** À FAIRE **
(a) D'après l'article sur le CERS, quels membres ce comité rassemble-t-il ? Donnez-les tous.
(b) Écrivez la suite de l'article sur le CERS, à partir de sa dernière phrase.

** EXTRAIT DE PAGE **
┌──

Le chien de garde européen met en garde contre les risques systémiques sur les marchés immobiliers
Le Comité européen du risque systémique (CERS): c’est le nom de l’institution (macroprudentielle) européenne qui veille à la stabilité financière au sein de l’Espace économique européen. Il s’agit d’ailleurs plutôt d’un comité que d’une institution, car la surveillance macroprudentielle est en premier lieu une compétence nationale en Europe. Le comité rassemble toutes les autorités de contrôle nationales compétentes, ainsi que les autorités européennes de surveillance (AES), la BCE et la Commission européenne. La Belgique y est représentée par la BNB et la FSMA.
La gâchette facile?
Le CERS joue un rôle principalement consultatif. Les “armes” à sa disposition: la publication d’avertissements et de recommandations non contraignants vis-à-vis des États membres. Elle les manie avec zèle, surtout en ce qui concerne les marchés immobiliers résidentiels. Vu l’importance du marché immobilier pour le secteur financier et l’économie réelle, ces marchés peuvent en effet être à la source de risques systémiques, comme l’a clairement démontré la crise financière. Ayant déjà formulé des avertissements (y compris à l’adresse de la Belgique) à propos de la vulnérabilité accrue des marchés immobiliers européens en 2016, puis une série plus formelle de “recommandations aux États membres” en 2019 (à nouveau envers la Belgique aussi), le CERS a publié un nouveau rapport la semaine dernière.
Des vulnérabilités accrues
Selon le CERS, les vulnérabilités de la plupart des marchés immobiliers européens augmentent sensiblement. Les prix de l’immobilier augmentent à un rythme record (une croissance supérieure à 10% n’est pas rare) et entraînent une surévaluation croissante. De même, les crédits hypothécaires augmentent de manière soutenue. De ce fait, l’endettement des ménages ne cesse de croître. Tout cela s’inscrit en outre dans un contexte de resserrement imminent de la politique monétaire européenne dans l’année à venir. Le CERS n’allait donc pas tarder à émettre de nouveaux avertissements et de nouvelles recommandations et cette fois-ci, l’Allemagne et l’Autriche sont les premières exhortées à prendre des mesures supplémentaires. Mais avant de crier au loup, soulignons que le CERS – ainsi que la BCE – ne pointent ces vulnérabilités qu’à moyen terme. Autrement dit, ils n’annoncent pas (encore) de krach immobilier imminent.

└──

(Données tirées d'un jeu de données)
┌──

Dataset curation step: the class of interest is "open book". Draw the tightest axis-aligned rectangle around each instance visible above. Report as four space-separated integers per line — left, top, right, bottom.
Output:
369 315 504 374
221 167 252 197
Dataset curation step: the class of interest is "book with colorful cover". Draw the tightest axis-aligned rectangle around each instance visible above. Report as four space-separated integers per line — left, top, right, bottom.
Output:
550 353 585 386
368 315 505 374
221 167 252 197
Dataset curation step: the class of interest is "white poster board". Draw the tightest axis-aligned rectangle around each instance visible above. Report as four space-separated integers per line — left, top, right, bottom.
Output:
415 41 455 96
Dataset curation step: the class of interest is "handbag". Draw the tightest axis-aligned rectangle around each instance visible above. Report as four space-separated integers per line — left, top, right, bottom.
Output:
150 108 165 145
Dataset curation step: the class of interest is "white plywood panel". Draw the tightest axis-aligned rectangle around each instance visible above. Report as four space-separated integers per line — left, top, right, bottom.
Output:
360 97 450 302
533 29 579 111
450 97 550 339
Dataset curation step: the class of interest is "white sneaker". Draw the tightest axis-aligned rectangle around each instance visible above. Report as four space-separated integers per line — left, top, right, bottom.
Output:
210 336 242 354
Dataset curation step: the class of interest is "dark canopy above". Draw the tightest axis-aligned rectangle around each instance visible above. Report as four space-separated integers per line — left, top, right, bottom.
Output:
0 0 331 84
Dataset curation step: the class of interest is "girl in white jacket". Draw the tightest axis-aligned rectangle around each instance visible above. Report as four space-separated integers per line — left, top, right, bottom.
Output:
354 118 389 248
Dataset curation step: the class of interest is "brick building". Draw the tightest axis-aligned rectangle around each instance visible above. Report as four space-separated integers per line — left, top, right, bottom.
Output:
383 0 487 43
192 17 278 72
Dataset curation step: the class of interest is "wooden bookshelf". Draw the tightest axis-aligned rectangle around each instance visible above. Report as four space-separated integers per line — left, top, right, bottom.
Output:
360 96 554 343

└──

** LES RÉPONSES **
(a)
- toutes les autorités de contrôle nationales compétentes
- les autorités européennes de surveillance (AES)
- la BCE
- la Commission européenne

(b)
La caravane passe?
Le CERS a également évalué la politique macroprudentielle qui a été menée ces dernières années. Bien qu’il y ait eu un relâchement pendant la crise du coronavirus, le CERS se montre à nouveau beaucoup plus ferme, en se concentrant notamment sur les risques flux de liquidité sur le marché immobilier. Il voit d’un bon œil la limitation des risques au niveau des nouveaux octrois de crédit. Les pays comme la Belgique, qui ont déjà imposé ou recommandé des limites de prélèvement et d’emprunt (via une approche loan-to-value et/ou des plafonds pour les charges de remboursement) sont encouragés à poursuivre dans cette voie. D’autres pays, comme l’Allemagne et l’Autriche, sont encouragés à prendre des mesures en ce sens. Reste à savoir si cela suffira à enrayer la dynamique immobilière actuelle… quoi qu’il en soit, la ligne de politique macroprudentielle stricte pour les marchés immobiliers européens sera certainement maintenue pour l’avenir immédiat.